Instructions for the task:
Can you convert the rows, from the line containing "Could you please indicate the wide-brim" through the last row, into a JSON list of strings with one string per line and blank lines omitted?
═════ Dataset records
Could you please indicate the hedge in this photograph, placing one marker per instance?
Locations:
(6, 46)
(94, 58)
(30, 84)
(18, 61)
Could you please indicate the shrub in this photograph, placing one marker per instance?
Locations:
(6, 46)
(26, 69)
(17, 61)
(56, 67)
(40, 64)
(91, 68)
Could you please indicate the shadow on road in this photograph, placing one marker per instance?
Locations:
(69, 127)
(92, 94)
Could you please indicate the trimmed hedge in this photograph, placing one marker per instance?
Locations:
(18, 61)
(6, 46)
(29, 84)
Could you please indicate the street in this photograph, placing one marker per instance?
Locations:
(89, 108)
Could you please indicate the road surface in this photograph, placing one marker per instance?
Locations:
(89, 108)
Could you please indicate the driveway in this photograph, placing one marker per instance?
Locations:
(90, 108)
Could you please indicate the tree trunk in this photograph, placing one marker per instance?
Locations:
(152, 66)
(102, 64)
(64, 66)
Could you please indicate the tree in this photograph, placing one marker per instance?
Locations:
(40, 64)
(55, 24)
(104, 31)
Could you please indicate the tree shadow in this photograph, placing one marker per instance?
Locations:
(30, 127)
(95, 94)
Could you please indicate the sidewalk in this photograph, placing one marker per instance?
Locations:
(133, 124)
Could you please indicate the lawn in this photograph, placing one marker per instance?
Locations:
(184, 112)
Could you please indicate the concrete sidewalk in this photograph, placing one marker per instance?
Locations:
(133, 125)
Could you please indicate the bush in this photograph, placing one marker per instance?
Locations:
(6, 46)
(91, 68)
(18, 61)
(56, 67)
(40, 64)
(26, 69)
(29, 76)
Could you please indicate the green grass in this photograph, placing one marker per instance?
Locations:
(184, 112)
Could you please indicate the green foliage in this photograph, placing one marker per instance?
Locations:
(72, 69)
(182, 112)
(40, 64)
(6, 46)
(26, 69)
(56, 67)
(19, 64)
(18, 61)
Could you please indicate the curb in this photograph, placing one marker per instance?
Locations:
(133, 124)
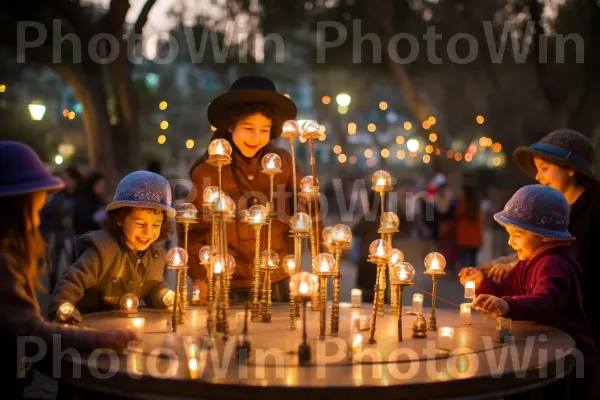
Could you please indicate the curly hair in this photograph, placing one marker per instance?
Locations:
(111, 224)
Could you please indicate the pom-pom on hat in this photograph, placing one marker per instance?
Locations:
(143, 189)
(538, 209)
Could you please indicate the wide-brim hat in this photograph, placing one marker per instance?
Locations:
(22, 171)
(538, 209)
(250, 90)
(143, 189)
(566, 148)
══════════
Response to the task:
[
  "Could you please indicate the wide-brim hat in this photograph, placing one marker per instance?",
  "Locations:",
  "(22, 171)",
  "(538, 209)",
  "(250, 90)",
  "(143, 189)",
  "(566, 148)"
]